>> Start Given information
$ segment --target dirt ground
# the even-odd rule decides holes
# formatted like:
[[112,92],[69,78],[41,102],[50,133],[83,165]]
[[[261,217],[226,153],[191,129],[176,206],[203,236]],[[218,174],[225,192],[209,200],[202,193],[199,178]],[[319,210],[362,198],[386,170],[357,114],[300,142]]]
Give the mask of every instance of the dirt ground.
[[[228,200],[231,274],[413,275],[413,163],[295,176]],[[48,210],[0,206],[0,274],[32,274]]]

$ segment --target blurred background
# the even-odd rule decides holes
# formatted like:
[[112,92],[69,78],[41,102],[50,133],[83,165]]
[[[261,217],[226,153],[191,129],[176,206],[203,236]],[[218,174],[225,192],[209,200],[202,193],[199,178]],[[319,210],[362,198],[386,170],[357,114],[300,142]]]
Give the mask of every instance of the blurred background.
>> End Given information
_Do this_
Write out all of the lines above again, swapping "formatted like" for "formatted as" and leaving everything else unchanged.

_Task output_
$ segment --target dirt ground
# the even-odd rule decides holes
# formatted as:
[[112,92],[69,78],[41,102],[50,133],[83,165]]
[[[261,217],[226,153],[191,129],[176,206],[203,236]],[[218,174],[225,192],[209,200],[202,193],[199,178]],[[319,210],[362,198],[386,170],[357,114],[300,142]]]
Give the mask of every instance of the dirt ground.
[[[228,200],[231,274],[413,275],[413,163],[295,176]],[[48,210],[0,206],[0,274],[32,274]]]

$ segment --target blurred background
# the even-odd rule decides holes
# formatted as:
[[112,92],[69,78],[41,102],[50,133],[83,165]]
[[[261,217],[226,153],[191,129],[176,206],[203,236]],[[218,174],[225,192],[209,200],[202,193],[199,178]],[[319,210],[362,198],[386,170],[357,114],[300,142]]]
Give the mask of every instance of the blurred background.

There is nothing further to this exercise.